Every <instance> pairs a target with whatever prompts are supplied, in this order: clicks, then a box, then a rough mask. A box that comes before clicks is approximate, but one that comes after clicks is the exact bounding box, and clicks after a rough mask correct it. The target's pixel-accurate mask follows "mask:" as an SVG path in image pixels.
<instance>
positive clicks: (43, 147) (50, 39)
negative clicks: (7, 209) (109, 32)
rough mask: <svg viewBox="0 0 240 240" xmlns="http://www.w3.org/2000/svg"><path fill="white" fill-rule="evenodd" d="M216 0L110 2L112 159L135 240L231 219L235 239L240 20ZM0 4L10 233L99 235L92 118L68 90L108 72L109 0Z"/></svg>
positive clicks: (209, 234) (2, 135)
= = =
> What to produce: Every entry in the listing above is to be repeated verbatim.

> Result of the task:
Every <instance> pairs a target with whatever prompts are supplied, in this order: clicks, then a box, then a rough mask. A box that comes before clicks is approximate, but one that comes after clicks is the exact bounding box, and clicks after a rough mask correct it. The target's pixel-accurate mask follows "mask:" as an SVG path in image pixels.
<instance>
positive clicks: (43, 147) (50, 39)
negative clicks: (7, 209) (109, 32)
rough mask: <svg viewBox="0 0 240 240" xmlns="http://www.w3.org/2000/svg"><path fill="white" fill-rule="evenodd" d="M216 0L110 2L112 159L135 240L231 219L235 239L240 20ZM0 4L10 233L99 235L92 118L68 90L108 72L109 0Z"/></svg>
positive clicks: (209, 234) (2, 135)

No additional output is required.